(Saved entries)
+-------+
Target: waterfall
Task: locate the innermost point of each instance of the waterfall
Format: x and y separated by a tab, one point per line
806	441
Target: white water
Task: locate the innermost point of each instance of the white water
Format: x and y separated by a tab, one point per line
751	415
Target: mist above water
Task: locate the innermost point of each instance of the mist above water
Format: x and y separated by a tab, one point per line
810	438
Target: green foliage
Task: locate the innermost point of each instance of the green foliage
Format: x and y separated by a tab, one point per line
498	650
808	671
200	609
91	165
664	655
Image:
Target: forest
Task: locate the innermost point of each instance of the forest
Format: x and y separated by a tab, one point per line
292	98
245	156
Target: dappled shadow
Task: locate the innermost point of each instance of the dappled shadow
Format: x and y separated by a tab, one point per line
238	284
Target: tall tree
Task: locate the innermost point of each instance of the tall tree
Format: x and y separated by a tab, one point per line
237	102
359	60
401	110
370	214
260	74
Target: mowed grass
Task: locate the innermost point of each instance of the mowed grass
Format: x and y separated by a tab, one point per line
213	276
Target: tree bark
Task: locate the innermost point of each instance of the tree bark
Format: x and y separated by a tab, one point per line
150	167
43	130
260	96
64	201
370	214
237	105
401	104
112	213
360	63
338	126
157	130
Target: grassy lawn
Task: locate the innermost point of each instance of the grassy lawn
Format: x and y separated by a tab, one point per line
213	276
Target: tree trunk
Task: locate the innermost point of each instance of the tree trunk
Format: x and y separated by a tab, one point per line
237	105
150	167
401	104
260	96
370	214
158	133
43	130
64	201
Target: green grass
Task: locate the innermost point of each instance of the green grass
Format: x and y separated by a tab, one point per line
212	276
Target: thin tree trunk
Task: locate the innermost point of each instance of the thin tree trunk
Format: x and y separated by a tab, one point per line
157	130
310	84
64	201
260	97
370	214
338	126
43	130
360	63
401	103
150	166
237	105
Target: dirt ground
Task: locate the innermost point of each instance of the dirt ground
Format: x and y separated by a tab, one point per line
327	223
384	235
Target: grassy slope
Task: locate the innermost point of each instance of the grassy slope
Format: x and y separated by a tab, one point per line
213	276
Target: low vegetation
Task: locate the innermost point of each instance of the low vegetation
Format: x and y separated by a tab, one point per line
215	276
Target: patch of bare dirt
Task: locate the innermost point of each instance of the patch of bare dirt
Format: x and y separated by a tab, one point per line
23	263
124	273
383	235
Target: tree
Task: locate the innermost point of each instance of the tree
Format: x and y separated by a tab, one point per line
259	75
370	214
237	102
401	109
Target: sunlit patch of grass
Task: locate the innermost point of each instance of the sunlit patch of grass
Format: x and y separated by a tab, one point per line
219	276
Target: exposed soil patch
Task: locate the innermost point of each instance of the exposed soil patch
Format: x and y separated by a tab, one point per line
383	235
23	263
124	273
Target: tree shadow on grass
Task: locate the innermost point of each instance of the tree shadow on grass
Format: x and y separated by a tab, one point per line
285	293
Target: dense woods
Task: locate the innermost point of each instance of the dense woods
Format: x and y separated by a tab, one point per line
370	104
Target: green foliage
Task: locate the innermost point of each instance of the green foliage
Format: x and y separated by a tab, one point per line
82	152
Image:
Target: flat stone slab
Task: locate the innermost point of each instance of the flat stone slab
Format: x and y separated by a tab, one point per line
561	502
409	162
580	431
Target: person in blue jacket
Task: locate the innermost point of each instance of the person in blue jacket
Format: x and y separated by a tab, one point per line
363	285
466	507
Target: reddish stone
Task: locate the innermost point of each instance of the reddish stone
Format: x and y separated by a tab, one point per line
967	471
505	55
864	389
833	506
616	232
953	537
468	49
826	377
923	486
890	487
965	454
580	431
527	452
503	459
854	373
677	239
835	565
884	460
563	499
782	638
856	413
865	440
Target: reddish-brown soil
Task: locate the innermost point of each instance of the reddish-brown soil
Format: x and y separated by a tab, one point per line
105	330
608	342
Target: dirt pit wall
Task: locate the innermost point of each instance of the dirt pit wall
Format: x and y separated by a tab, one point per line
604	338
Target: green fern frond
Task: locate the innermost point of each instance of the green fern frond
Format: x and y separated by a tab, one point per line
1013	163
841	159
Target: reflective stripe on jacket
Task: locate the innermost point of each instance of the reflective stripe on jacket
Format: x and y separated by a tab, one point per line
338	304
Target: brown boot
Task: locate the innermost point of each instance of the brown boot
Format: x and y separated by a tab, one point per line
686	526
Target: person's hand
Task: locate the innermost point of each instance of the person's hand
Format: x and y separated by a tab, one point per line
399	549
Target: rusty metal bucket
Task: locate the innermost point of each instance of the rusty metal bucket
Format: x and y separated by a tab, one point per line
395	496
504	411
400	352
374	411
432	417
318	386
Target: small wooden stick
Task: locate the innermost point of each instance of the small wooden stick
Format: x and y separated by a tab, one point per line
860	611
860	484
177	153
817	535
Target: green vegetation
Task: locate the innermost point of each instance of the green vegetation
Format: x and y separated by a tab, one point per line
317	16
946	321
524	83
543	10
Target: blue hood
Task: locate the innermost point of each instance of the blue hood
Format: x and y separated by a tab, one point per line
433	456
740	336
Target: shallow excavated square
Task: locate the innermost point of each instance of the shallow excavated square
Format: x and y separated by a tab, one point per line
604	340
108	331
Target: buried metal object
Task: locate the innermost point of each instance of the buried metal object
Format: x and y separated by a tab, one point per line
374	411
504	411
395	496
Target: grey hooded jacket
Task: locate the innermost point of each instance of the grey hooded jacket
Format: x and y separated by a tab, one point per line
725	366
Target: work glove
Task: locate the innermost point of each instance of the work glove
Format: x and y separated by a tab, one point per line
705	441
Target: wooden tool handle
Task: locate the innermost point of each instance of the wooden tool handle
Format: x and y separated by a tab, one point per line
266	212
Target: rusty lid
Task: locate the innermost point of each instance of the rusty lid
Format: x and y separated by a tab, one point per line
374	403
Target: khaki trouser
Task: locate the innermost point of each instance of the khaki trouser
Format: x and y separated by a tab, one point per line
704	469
+-------+
▶ [WORK TO BE COMPLETED]:
Transcribe the data in full, keeping every detail.

▶ [OUTPUT BELOW]:
Target: waterfall
Task: locate the innermost point of each instance of the waterfall
Format: x and y separated by a tab, one point per line
806	441
Target: white water
Task: locate the innermost point of each instance of the white water
Format: x and y separated by a tab, one point per line
751	415
Target: mist above water
Task: locate the innermost point of each instance of the mist above water
Format: x and y separated by a tab, one point per line
810	438
Target: green foliage
Task: locate the innermost point of each instance of the green foliage
Format: x and y separated by a tab, one point per line
498	650
808	671
200	609
91	165
664	655
Image:
Target: forest
Task: locate the innermost point of each instance of the forest
Format: x and y separated by a tab, one point per line
292	98
245	156
Target: dappled shadow
Task: locate the innermost point of each instance of the dappled shadow
Format: x and y separated by a tab, one point per line
238	284
Target: tall tree
Task: locate the innermost point of each instance of the tall tree
Format: x and y separated by a tab, one point per line
237	102
359	60
401	110
370	214
260	74
Target: mowed grass
Task: locate the innermost point of each instance of the mowed grass
Format: x and y separated by a tab, one point per line
213	276
Target: tree bark
Task: locate the innermost point of each instance of the tree bark
Format: x and y separated by a tab, one point per line
150	167
43	130
260	96
64	201
370	214
237	105
401	104
112	213
360	63
338	126
157	130
Target: grassy lawn
Task: locate the innermost point of each instance of the grassy lawn
Format: x and y separated by a tab, one point per line
213	276
Target: tree trunk
Task: locate the innermost point of each instance of the tree trunk
Format: x and y separated by a tab, one point per line
237	105
150	167
401	104
260	96
370	214
158	133
43	130
64	201
Target: green grass
Task: locate the innermost point of each instance of the green grass
Format: x and y separated by a tab, one point per line
212	276
Target: thin tree trunk
Task: locate the innermost point of each instance of the thin tree trunk
Format: x and y separated by a tab, one point per line
157	130
310	84
64	201
260	97
370	214
338	126
43	130
360	63
401	103
150	166
237	105
Target: dirt ground
Task: locate the innermost point of each instance of the dirt ground
Format: x and y separated by a tab, one point per line
327	223
384	235
Target: grassy slope
Task: locate the innermost point of each instance of the grassy slope
Format: x and y separated by a tab, one point per line
213	276
Target: low vegetation
Task: locate the innermost point of each instance of the low vegetation
Format: x and y separated by a tab, one point per line
215	276
Target: patch of bare dirt
Task: locate the innermost point of each instance of the patch of bare dirt
Format: x and y separated by a tab, one point per line
23	263
124	273
383	235
Target: tree
Task: locate the innermost point of each instance of the tree
Format: x and y separated by a tab, one point per line
259	75
370	214
237	102
401	109
Target: sunlit patch of grass
Task: locate the innermost point of each instance of the sunlit patch of grass
Format: x and y separated by a tab, one point per line
219	276
Target: exposed soil patch
Task: locate the innermost point of each instance of the exposed soil patch
Format: x and y separated by a tab, one point per line
383	235
23	263
124	273
Target: tree shadow on grass
Task: locate the innermost point of each instance of the tree shadow on grass
Format: x and y separated by a tab, one point per line
285	293
Target: dense woods
Task: locate the innermost point of each instance of the dense woods
Format: x and y separated by a tab, one point per line
370	104
Target: green foliage
Task: locate the innermost point of each instance of the green foliage
Format: x and y separated by a tab, one point per line
82	152
Image:
Target: flat stone slab
Task: locate the innermost point of each instance of the flat stone slab
Format: x and y separated by a tab, one point per line
561	502
409	162
580	431
Target: person in blue jacket
Task: locate the innermost point of each instance of the person in blue jacket
Format: x and y separated by a tab, one point per line
363	285
466	507
Target: reddish stone
Task: locate the innermost point of each instance of the reddish stone
Format: x and y separated by a tab, one point per line
967	471
505	55
864	389
833	506
616	232
953	537
468	49
826	377
923	486
890	487
965	454
580	431
527	452
503	459
854	373
677	239
835	565
884	460
563	499
782	638
856	413
865	440
Target: reddish-brown soil
Task: locate the innermost point of each instance of the reddish-brown soil
Format: x and y separated by a tab, one point per line
105	330
608	342
Target: dirt pit wall
Task: locate the innermost point of each instance of the dirt pit wall
Format: x and y separated by a tab, one point per line
604	338
Target: green fern frond
Task: locate the innermost point of each instance of the green fern frond
Format: x and y separated by a tab, one point per line
1013	163
841	159
Target: reflective stripe on jacket
Task: locate the innermost point of each instance of the reflective stripe on jacket
Format: x and y separated by a tab, one point per line
338	304
Target: brown boot
Task: locate the innermost point of each instance of the brown boot
Format: x and y separated by a tab, one point per line
686	526
Target: person's hand
Task: locate the innermost point of each instance of the person's hand
Format: x and y separated by a tab, one point per line
399	549
Target: rusty metal bucket
Task: locate the innermost point of each instance of the rusty metal bucket
Format: x and y separated by a tab, one point per line
395	496
504	411
400	352
374	411
432	417
318	386
Target: small wooden stick
Task: locate the innermost point of each instance of the small wooden stick
Format: x and y separated by a tab, one point per line
860	611
860	484
177	153
817	535
Target: green vegetation
Task: locate the innermost point of each instance of the green vegetation
Format: x and y separated by a tab, one point per line
317	16
946	321
524	83
543	10
Target: blue hood
Task: locate the innermost point of each instance of the blue hood
Format: x and y separated by a tab, one point per line
433	456
740	336
Target: shallow excavated square
Task: locate the innermost point of each instance of the shallow excavated square
Format: x and y separated by a tab, one point per line
604	340
108	331
Target: buried metal object
Task: locate the innermost point of each instance of the buried metal object
Format: x and y separated by a tab, one point per line
374	411
504	411
395	496
Target: grey hooded jacket
Task: locate the innermost point of each instance of the grey hooded jacket
Format: x and y separated by a tab, one point per line
725	366
Target: work glove
Task: locate the innermost point of each instance of the work glove
Format: x and y separated by a tab, one point per line
705	441
Target: wooden tool handle
Task: locate the innermost point of each instance of the wooden tool handle
Format: x and y separated by a tab, one point per line
266	212
Target: rusty lid
Task: locate the innermost point of each instance of the rusty lid
Format: x and y separated by a tab, one point per line
374	403
Target: khaki trouser
Task: locate the innermost point of each instance of the khaki trouser
Format: x and y separated by a tab, one point per line
704	469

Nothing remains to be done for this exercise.